Text excerpt:
══════

One Quote Review: Girl Land by Caitlin Flanagan

I am a huge fan of the writing style of the Atlantic columnist Caitlin Flanagan and her latest book about the emotional geography of the female adolescent has me thinking alot about what it means to be a pastor and in time, perhaps, a parent.

Here’s a slice, that is typically muse-worthy:

But make no mistake: the mass media in which so many girls are immersed today does not mean them well; it is driven by a set of priorities largely created by men and largely devoted to the exploitation of girls and young women. Even a teenage girl who doesn’t seem particularly interested in the current culture is not safe from it, because the culture is interested in her. It encourages her to think of herself as a creature who lives to please men, to post revealing or undignified photographs of herself online, to develop a persona on Facebook and Twitter that is highly sexual. It wants her to live her private moments in public, to expose every aspect of her interior life for all to see, to dress and behave in ways that will draw the most heated reactions from boys and men. The question parts of girls must ask themselves is to what extent they want to raise them within a counterculture that rejects the commercialization of sexuality, the imperatives toward exhibitionism and crudeness. Creating a counterculture is hard work, but it can be done, and it is my strong belief that the young women who emerge from Girl Land having been protected from the current mainstream values are much stronger and more self-confident than those who have been immersed in it throughout their adolescences.

– Caitlin Flanagan, Girl Land, p. 182.

Your Correspondent, From hell’s heart he stabs at thee.

══════

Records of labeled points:
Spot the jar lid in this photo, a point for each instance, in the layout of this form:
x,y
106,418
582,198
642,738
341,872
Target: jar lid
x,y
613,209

══════

Given problem A:
In the book review, what is Caitlin Flanagan's profession?
Given problem B:
Output everything in the book review from "I am a huge" down to "perhaps, a parent.", word for word.

Exercise result A:
She is a columnist for the Atlantic.

Exercise result B:
I am a huge fan of the writing style of the Atlantic columnist Caitlin Flanagan and her latest book about the emotional geography of the female adolescent has me thinking alot about what it means to be a pastor and in time, perhaps, a parent.